* **ЗАДАНИЯ**
a) Изложите текст о Пришвине в двух предложениях.
b) Продолжите текст о богоискательстве Пришвина после его последнего предложения.

* **ТЕКСТ ДЛЯ ЧТЕНИЯ**
Отныне Пришвин включает природу в борьбу за бессмертие и за личность, то есть смотрит на нее с позиции ее новой онтологической роли в бытии. Именно в начале 20-х гг. Пришвин обращается к охоте как способу жизни, связанному с его главным делом — писательством; в опыте Пришвина охота становится узлом, вновь связывающим жизнь со словом, природу с культурой. В 1921 г. на охоте он записывает: «Прислушаешься, и долетает иногда колокольный звон жизни», «Религиозное чувство есть продолжение чувства природы». С интуицией жизни связано возрождение религиозного чувства («Творческим порывом жизни Я сливается с духом», «Вера есть сила жизнетворчества»).

В новой картине мира меняется парадигма поведения человека, качественно иным становится его духовный путь: теперь человек сам в процессе жизни должен ответить на вопрос о Боге; подчеркивается значимость личного пути к Богу — богоискательства («Скажу… есть Бог! ты мне не поверишь, скажу нет, будет неправда. Учись и узнаешь сам»). Не спасает прошлое страдание, нарушена привычная связь человека с Богом («Бог спит»). В это время ощущение Бога у Пришвина лишено каких бы то ни было конфессиональных признаков («нет в церкви тебя»), это сложное, иррациональное «Ты», присутствие которого явлено только в чувстве свободы и радости. Это Бог, который находится в вечном движении, не дает человеку никакого рационального пути для его достижения, требует абсолютного духовного искания. Строка из стихотворения З. Гиппиус «Ты в моем сердце единственный» восстанавливает связь между богоискательством нового человека послереволюционной эпохи и богоискательством русской интеллигенции начала века.

* **Перечень данных**
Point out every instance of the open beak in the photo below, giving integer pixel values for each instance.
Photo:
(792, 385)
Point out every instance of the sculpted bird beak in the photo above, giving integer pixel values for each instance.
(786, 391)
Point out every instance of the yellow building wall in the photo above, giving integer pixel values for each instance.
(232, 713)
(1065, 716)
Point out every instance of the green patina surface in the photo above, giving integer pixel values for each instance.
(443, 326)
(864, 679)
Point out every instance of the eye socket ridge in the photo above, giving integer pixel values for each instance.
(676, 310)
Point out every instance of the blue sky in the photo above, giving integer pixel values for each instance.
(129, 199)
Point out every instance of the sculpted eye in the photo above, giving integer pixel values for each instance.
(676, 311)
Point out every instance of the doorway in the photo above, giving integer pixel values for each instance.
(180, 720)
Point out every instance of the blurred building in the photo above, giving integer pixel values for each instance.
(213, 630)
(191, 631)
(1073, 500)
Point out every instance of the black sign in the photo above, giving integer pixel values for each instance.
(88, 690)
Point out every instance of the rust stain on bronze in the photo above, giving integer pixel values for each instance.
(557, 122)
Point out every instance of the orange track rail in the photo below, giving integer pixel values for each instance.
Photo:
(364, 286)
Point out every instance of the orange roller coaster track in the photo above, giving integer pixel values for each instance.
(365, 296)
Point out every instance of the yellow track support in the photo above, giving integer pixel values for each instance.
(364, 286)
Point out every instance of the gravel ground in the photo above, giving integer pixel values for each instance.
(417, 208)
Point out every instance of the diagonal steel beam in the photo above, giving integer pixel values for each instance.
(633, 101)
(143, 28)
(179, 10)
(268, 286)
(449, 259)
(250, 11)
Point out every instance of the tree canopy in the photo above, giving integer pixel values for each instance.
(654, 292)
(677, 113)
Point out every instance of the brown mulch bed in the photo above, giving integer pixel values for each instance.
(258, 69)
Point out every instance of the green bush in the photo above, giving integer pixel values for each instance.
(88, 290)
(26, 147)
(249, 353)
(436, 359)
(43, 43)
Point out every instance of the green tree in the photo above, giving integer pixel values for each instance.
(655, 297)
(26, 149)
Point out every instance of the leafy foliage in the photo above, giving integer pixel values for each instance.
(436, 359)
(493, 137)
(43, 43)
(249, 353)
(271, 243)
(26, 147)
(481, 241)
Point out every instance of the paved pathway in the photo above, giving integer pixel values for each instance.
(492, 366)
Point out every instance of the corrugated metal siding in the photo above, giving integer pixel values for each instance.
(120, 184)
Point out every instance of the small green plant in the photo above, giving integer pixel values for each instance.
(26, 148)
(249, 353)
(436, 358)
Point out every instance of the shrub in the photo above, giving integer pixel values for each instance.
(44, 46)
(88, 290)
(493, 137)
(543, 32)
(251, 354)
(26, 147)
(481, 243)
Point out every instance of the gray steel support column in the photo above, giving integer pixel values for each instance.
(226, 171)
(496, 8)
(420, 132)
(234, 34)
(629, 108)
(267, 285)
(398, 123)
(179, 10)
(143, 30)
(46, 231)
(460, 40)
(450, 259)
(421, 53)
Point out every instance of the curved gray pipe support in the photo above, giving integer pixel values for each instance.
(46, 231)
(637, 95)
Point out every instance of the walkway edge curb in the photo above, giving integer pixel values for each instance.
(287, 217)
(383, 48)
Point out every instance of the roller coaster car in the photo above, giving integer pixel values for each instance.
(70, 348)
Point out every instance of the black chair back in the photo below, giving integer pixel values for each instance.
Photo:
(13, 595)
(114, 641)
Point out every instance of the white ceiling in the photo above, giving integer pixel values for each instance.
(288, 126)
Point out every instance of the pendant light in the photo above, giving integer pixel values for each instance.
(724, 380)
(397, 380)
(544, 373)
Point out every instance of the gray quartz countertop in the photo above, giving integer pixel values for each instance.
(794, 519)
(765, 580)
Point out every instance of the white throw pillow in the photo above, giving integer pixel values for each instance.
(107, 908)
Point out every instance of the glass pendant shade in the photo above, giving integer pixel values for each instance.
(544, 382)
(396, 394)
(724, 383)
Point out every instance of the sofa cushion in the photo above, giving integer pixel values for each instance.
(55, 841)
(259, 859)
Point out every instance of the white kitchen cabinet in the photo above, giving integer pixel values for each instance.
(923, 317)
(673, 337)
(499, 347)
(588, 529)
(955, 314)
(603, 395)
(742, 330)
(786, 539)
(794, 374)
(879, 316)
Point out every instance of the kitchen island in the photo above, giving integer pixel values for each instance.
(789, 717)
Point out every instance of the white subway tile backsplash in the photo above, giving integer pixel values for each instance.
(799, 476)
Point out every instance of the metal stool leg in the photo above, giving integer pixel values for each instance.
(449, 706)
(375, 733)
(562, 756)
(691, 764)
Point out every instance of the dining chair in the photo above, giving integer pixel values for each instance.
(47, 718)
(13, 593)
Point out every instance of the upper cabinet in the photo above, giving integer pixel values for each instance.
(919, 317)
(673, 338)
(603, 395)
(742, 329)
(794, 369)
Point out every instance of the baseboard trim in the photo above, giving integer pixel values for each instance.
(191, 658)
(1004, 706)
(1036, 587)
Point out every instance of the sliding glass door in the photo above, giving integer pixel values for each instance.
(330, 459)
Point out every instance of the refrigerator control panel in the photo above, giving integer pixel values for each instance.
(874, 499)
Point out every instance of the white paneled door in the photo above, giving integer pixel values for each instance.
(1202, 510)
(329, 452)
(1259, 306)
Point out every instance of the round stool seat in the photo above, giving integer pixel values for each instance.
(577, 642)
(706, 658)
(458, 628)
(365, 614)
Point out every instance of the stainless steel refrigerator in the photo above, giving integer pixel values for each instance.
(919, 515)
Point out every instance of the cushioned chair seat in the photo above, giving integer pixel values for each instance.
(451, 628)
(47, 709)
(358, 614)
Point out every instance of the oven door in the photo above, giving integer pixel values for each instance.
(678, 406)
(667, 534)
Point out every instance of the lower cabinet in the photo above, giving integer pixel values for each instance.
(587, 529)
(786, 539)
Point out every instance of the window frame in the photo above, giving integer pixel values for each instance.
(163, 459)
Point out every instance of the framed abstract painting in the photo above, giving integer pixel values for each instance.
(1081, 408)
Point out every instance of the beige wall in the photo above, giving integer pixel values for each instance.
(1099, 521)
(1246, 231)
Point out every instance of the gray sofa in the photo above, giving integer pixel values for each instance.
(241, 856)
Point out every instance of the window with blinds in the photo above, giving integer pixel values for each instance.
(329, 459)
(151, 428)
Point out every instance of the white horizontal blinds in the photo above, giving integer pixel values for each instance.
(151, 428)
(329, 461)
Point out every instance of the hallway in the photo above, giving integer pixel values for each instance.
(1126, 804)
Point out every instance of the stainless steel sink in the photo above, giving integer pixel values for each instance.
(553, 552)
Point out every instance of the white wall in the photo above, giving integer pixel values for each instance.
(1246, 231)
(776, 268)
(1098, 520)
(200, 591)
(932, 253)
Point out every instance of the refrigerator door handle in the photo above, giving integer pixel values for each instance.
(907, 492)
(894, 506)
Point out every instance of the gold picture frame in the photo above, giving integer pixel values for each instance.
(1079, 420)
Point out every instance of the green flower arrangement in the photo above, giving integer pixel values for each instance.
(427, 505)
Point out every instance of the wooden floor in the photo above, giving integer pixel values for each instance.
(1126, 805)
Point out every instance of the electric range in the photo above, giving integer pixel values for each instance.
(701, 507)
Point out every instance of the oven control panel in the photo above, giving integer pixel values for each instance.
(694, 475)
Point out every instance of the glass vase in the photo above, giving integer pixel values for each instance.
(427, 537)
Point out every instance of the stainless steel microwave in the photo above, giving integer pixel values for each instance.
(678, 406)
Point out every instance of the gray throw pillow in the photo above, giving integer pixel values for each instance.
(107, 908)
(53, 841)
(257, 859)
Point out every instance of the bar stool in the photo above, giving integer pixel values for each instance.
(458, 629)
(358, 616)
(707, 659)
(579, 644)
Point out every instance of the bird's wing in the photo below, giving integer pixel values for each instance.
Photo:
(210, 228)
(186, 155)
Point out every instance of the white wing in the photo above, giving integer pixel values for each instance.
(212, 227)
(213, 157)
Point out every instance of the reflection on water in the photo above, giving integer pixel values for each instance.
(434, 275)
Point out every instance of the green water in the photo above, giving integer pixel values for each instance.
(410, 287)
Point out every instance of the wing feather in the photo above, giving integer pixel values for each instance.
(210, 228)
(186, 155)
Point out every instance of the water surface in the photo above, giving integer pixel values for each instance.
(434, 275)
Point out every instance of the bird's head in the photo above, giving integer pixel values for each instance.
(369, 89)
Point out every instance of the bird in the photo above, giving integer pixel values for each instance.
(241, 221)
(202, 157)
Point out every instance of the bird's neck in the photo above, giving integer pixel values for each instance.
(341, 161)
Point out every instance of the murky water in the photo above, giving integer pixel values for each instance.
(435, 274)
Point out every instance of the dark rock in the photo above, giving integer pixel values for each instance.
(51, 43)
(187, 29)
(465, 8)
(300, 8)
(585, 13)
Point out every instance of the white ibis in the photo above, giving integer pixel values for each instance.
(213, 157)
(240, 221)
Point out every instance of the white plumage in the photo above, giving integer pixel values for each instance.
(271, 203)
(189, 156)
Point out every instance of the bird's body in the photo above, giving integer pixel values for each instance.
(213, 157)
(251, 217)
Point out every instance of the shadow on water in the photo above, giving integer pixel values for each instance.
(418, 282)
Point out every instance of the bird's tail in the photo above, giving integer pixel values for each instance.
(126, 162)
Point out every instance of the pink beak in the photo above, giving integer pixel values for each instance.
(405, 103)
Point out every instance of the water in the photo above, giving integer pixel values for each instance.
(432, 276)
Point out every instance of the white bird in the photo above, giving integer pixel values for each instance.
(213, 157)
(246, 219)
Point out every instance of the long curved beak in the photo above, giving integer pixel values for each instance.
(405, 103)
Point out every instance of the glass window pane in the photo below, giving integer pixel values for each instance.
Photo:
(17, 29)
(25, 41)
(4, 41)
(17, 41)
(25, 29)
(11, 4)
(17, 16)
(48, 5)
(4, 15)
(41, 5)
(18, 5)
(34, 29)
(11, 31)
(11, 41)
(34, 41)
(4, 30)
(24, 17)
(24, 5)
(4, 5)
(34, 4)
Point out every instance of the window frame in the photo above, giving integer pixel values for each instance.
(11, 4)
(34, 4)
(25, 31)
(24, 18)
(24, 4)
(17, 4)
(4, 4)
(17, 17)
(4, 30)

* **ОТВЕТЫ К УПРАЖНЕНИЮ**
a) В начале 20-х годов Пришвин обращается к охоте как к способу жизни, который вновь связывает жизнь со словом и природу с культурой, а с интуицией жизни у него связано возрождение религиозного чувства. В новой картине мира человек сам должен ответить на вопрос о Боге, и ощущение Бога у Пришвина лишено конфессиональных признаков и явлено только в чувстве свободы и радости.

b)
Пришвин в это время не церковный человек, однако в дневнике множество прямых рассуждений типично богословского толка в духе высокой православной мысли («Человек свободен только в своей жертве»). Пришвин никогда не сможет отказаться от традиции христианства и гуманизма, но в его мировоззрение мощно вклинивается жизненная составляющая, он нагружает Евангелие жизнью («Евангелие нужно дополнить жизнью Христа»). В дневнике подчеркивается важность в религиозной вере общечеловеческого культурного начала, связи всех народов друг с другом («Величайшим деятелем связи был Христос»). Возможный для нового сознания выход человека к религии Пришвин видит в примирении эстетики (культуры) с жизнью (природой). Это путь, указанный в культуре и требующий реализации («Сострадание и является выходом из порочного круга эстетизма (так выходят Шопенгауэр, Ничше, Мережковский др.), оно приводит к религии»). Речь идет о сострадании к жизни как таковой («жалко цветов, убиваемых морозом, детей голодных, крестьян, рабочих, невинных существ, погибающих в сетях политиков, жалко! и отсюда религия»).